Texte proposé:
***
Découvert au festival du film africain de Louxor en mars 2016 où il a obtenu le prix El-Hossieny Abou-Deif du jury des droits de l’homme (Freedom Films), Vers la forêt de nuages est un documentaire familial qui sait dépasser la singularité de son approche de brillante façon.

Ivoirienne installée en France, Aya est infirmière. La mort de son père lui fait envisager un voyage retour pour revoir sa famille. Son mari est réalisateur de documentaires et lui propose d’en faire un film. Leurs deux enfants, Timothée 7 ans et Nina très petite sont aussi de la partie. Et voilà donc la famille partie pour l’Afrique.
Ce genre de films sont foison et le plus souvent, on reste extérieur à ces voyages intimes, cette singularité peinant à nous concerner. C’est tout le contraire ici. Sans doute cela tient-il à la façon dont le film est pensé. Condensé d’images impressives, rythmiquement montées, il se fait à la fois album de photos bien cadrées et résonnance intérieure. A la voix d’Aya, son histoire personnelle complexe, son pèlerinage, répond celle de Timothée qui part de ce qu’il savait de l’Afrique à travers les livres d’images (et que des vidéos d’éléphants et de girafes évoquent dans le film) pour découvrir le réel, le quotidien de sa famille africaine, celui des enfants, et ce qui lui est donné de vivre dans les déplacements dans le pays. Son récit, issu de ce qu’il a écrit après-coup, marque la progression de sa compréhension et donne sa forme au film. La structure reste l’histoire d’Aya qui retrouve ses racines mais aussi la dureté du réel, lorsqu’elle comprend que sa famille a rejeté comme sorcière la grand-mère qui l’a élevée. Cette double vision mère-fils instaure dans le film un jeu que son esthétique prend malin plaisir à illustrer entre le monde de l’enfance en pleine évolution et celui des adultes qui tend à se figer dans la méfiance, les intérêts et les préjugés.
***
Matériel fourni:
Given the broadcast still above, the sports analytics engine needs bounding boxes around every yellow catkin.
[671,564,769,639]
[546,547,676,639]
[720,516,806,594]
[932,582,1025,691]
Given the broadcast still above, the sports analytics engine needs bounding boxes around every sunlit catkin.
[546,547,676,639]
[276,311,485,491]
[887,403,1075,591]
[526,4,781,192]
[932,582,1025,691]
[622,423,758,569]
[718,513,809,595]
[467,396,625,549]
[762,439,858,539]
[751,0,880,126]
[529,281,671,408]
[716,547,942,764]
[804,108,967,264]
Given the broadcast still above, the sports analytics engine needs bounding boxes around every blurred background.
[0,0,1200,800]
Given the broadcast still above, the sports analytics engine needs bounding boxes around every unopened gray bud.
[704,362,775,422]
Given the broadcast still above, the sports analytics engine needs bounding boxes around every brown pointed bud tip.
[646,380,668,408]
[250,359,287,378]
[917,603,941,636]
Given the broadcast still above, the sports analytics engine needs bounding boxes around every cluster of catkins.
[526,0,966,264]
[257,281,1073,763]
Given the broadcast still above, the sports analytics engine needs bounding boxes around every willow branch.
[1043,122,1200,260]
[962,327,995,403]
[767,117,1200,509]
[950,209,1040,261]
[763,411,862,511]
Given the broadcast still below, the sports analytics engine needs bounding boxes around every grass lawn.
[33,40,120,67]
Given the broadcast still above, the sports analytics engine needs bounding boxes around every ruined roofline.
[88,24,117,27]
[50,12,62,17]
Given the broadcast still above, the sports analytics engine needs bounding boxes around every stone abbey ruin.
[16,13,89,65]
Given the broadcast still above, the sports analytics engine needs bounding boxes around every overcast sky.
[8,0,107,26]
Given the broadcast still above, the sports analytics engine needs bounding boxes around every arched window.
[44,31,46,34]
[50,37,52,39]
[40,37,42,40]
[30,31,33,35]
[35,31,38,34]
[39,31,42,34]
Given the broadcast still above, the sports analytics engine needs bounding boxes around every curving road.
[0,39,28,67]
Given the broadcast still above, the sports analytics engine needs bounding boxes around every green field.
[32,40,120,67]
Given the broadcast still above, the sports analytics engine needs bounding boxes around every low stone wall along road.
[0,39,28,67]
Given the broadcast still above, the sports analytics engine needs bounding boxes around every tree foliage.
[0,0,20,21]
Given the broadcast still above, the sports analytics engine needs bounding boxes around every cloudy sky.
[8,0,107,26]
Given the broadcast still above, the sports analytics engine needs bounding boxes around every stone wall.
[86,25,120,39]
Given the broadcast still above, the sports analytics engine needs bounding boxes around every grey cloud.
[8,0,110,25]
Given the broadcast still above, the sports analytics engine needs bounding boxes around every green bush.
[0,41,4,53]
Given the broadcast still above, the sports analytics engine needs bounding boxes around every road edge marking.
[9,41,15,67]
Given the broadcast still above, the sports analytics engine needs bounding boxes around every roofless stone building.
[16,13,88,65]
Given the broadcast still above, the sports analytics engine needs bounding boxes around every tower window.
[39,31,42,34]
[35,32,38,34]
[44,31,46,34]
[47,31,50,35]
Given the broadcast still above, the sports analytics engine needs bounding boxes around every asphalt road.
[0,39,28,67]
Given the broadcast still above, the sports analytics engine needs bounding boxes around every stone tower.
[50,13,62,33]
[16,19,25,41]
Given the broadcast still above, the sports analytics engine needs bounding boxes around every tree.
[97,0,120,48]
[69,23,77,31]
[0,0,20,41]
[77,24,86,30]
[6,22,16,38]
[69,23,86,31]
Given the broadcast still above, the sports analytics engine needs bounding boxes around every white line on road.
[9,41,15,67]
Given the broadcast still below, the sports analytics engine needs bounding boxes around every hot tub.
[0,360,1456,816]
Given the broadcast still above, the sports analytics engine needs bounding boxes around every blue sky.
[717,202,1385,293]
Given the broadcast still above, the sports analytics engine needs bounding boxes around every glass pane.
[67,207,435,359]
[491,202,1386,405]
***
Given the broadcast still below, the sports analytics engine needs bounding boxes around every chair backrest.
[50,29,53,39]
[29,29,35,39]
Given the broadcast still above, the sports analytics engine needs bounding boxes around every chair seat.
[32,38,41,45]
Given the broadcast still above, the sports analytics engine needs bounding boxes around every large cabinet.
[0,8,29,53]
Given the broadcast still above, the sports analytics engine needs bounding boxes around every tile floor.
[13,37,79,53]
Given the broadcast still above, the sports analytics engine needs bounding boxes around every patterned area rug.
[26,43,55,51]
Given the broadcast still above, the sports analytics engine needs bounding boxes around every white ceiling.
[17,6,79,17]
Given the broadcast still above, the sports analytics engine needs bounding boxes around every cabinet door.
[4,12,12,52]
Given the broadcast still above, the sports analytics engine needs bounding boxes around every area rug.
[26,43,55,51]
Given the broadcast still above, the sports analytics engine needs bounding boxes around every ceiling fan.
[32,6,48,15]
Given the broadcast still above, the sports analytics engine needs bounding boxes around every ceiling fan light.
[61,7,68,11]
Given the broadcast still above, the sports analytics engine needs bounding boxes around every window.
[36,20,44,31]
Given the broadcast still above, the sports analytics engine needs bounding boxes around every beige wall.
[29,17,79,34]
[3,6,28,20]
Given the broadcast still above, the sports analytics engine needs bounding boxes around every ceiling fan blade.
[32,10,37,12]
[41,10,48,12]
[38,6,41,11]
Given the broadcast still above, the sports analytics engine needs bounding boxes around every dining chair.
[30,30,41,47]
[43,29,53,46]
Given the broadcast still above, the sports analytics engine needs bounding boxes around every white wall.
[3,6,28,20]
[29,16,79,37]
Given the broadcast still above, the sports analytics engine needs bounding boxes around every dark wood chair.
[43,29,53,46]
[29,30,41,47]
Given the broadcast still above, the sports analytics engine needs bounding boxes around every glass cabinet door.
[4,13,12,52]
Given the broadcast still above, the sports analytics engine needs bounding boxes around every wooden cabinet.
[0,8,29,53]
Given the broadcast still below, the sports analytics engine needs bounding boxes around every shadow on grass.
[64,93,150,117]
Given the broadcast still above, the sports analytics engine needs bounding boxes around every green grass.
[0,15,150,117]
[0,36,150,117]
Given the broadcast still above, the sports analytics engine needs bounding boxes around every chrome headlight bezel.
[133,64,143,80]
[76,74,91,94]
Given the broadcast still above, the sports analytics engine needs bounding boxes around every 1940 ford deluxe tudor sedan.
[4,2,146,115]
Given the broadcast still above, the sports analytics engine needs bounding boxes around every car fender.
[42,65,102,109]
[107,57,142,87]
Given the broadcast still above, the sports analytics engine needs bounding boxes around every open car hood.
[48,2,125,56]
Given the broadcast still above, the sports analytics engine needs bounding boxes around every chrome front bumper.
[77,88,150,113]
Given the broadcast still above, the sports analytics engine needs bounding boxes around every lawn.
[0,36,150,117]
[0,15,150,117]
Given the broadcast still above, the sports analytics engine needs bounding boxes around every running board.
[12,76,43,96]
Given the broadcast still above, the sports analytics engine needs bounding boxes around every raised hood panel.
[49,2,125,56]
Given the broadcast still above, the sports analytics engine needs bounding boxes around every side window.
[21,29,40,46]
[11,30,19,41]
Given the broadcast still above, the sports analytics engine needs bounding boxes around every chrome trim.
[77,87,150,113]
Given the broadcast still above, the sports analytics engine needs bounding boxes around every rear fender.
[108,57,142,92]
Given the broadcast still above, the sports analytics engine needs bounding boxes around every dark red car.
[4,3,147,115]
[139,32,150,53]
***
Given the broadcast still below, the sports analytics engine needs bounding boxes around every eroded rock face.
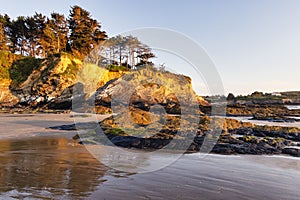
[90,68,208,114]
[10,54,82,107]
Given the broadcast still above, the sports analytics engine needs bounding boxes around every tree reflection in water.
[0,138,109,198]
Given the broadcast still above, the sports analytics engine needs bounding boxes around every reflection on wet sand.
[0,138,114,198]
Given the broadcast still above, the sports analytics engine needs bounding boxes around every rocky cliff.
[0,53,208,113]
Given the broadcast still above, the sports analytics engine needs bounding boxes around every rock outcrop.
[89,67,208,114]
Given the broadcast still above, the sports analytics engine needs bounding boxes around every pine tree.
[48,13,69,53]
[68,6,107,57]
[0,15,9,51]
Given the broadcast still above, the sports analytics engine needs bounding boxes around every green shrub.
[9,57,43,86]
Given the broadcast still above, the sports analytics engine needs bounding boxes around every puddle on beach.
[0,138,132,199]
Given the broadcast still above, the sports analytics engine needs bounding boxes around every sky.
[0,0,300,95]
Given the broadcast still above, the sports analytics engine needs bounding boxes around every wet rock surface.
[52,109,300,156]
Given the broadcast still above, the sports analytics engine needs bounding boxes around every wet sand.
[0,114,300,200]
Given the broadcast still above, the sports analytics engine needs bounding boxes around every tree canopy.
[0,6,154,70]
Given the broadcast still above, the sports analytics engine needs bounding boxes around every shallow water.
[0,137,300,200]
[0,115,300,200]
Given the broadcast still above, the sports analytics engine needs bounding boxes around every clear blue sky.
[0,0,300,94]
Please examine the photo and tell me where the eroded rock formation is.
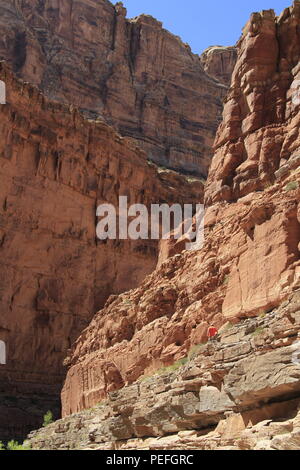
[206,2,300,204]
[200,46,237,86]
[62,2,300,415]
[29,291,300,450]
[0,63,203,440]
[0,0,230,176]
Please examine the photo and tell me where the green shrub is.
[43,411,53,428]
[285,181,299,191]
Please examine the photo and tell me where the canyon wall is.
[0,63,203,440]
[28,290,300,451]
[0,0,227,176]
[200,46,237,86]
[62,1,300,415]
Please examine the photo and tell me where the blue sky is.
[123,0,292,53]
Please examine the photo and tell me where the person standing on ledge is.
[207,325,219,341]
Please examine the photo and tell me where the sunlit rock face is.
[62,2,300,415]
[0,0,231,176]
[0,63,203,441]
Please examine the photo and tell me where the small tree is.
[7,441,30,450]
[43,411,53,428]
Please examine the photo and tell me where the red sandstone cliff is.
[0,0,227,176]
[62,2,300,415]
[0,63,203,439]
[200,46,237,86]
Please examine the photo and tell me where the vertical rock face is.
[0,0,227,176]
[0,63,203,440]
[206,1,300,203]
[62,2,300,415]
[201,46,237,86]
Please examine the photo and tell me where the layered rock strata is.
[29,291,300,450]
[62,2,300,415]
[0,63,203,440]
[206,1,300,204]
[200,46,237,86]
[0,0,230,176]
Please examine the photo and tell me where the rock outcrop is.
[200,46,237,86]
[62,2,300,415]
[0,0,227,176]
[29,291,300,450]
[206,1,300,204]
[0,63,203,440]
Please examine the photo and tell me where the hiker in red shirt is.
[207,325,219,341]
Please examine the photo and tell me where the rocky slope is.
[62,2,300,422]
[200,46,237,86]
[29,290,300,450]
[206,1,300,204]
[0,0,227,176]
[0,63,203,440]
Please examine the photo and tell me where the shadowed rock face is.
***
Travail demandé: Prolongez la critique du documentaire « Vers la forêt de nuages » en reprenant juste après sa dernière phrase.

Résultat obtenu:
Pour aller au fond de sa démarche, Aya entraîne sa famille dans différentes contrées, jusque dans des zones peu sûres à cette époque encore proche de la guerre civile. Le paysage aidant, c’est une progression vers une subtile métaphysique qui se met en place, que Timothée perçoit comme l’entrée dans une forêt de nuages. De cette dynamique émerge cette œuvre à trois mains, originale et tonique, peut-être parfois un peu trop explicite mais aux multiples entrées et chemins vers la construction d’un nouveau regard (sur l’Afrique, sur la famille, sur soi) qui dans toutes ses phases ne peut rester qu’une énigme.